++++ READING PASSAGE
# New Chinese ship stuck beneath bridge



## gadgee (Jul 24, 2005)

Don't know whether anyone else saw this in todays papers? New £28 million cruise ship Pearl No.7 stuck beneath Oujiang River Bridge.

http://www.telegraph.co.uk/news/wor...8/China-cruise-liner-crashes-into-bridge.html


----------



## Supergoods (Nov 25, 2007)

> Chimney


Journalists strike again
Ian


----------



## Scatari (May 19, 2012)

Suspect her master's next command may be a sampan!


----------



## Mad Landsman (Dec 1, 2005)

The Daily Mail is even worse - just did an on-line translate and printed it without bothering to proof-read:

Mail report


----------



## exsailor (Dec 18, 2005)

Video of collision - http://www.cruiselawnews.com/2012/05/articles/weird-cruise-news/cruise-ship-whacks-bridge-in-china/


----------



## rickles23 (Oct 13, 2006)
++++++++
■ CHALLENGE A: In the thread about the stuck cruise ship, translate this sentence into Spanish: "Suspect her master's next command may be a sampan!"
■ CHALLENGE B: Rewrite the paragraph in the thread about the stuck cruise ship that begins "Don't know whether anyone else" as one shorter sentence. Keep its main facts.
■ CHALLENGE C: Write what comes next in the thread about the stuck cruise ship, continuing after the last line shown.
++++ RAW DATA
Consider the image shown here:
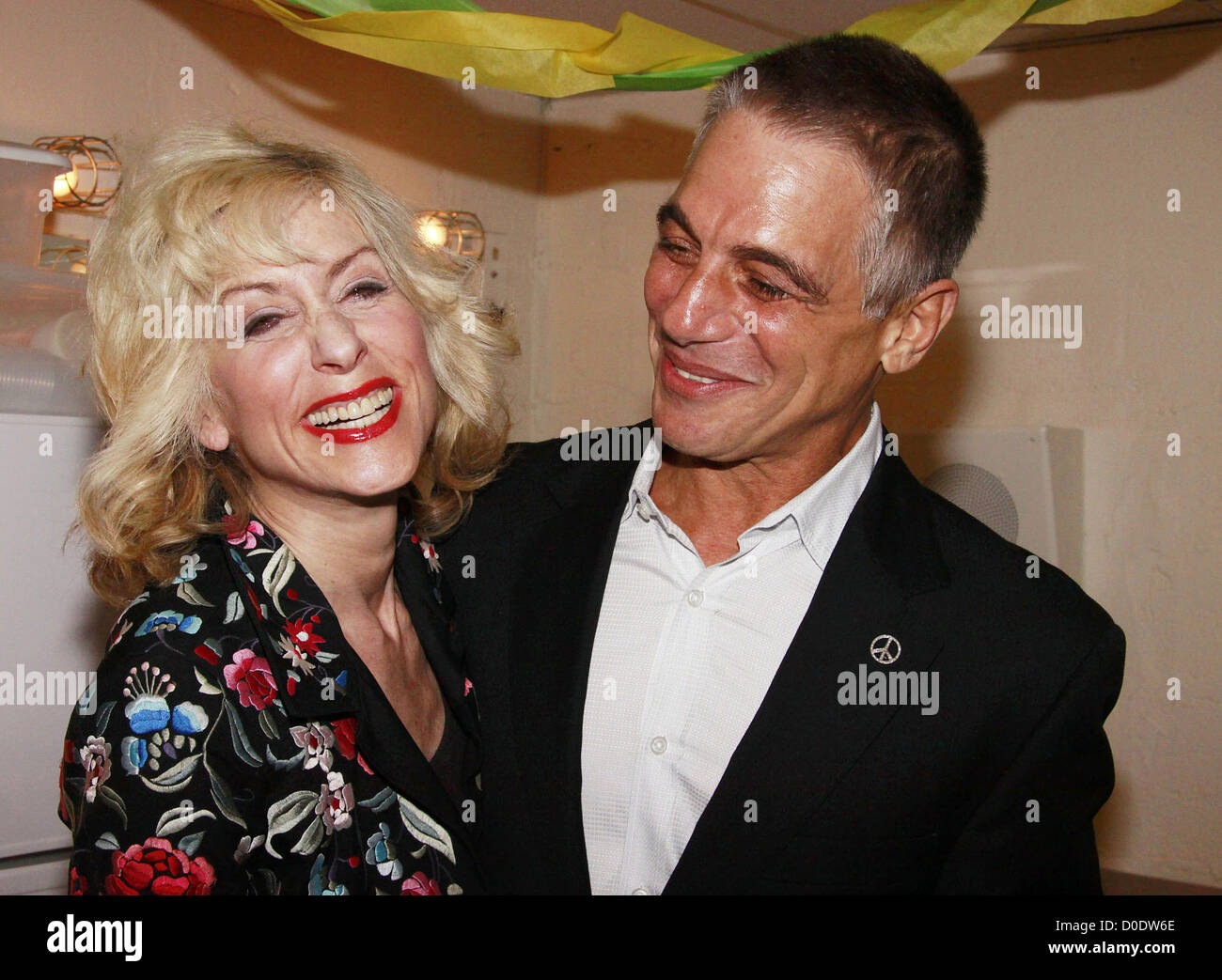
++++++++
■ EXERCISE RESPONSE A: ¡Sospecho que el próximo mando de su capitán podría ser un sampán!

■ EXERCISE RESPONSE B: Today's papers report that Pearl No.7, a new £28 million cruise ship, is stuck beneath the Oujiang River Bridge.

■ EXERCISE RESPONSE C:
Hi,
Poor chimney!
Regards


----------



## R58484956 (Apr 19, 2004)

The video I saw she did not get stuck but was moving all the time.


----------



## Farmer John (Feb 22, 2012)

Get your chimney knocked off like that, I bet the fire in the dining room smoked.


----------



## jamesgpobog (Feb 18, 2012)

That'll buff right out...


----------



## Farmer John (Feb 22, 2012)

jamesgpobog said:


> That'll buff right out...


Bit of T-cut and it can go back in the showroom...

Do you want to take out any other things from the showroom?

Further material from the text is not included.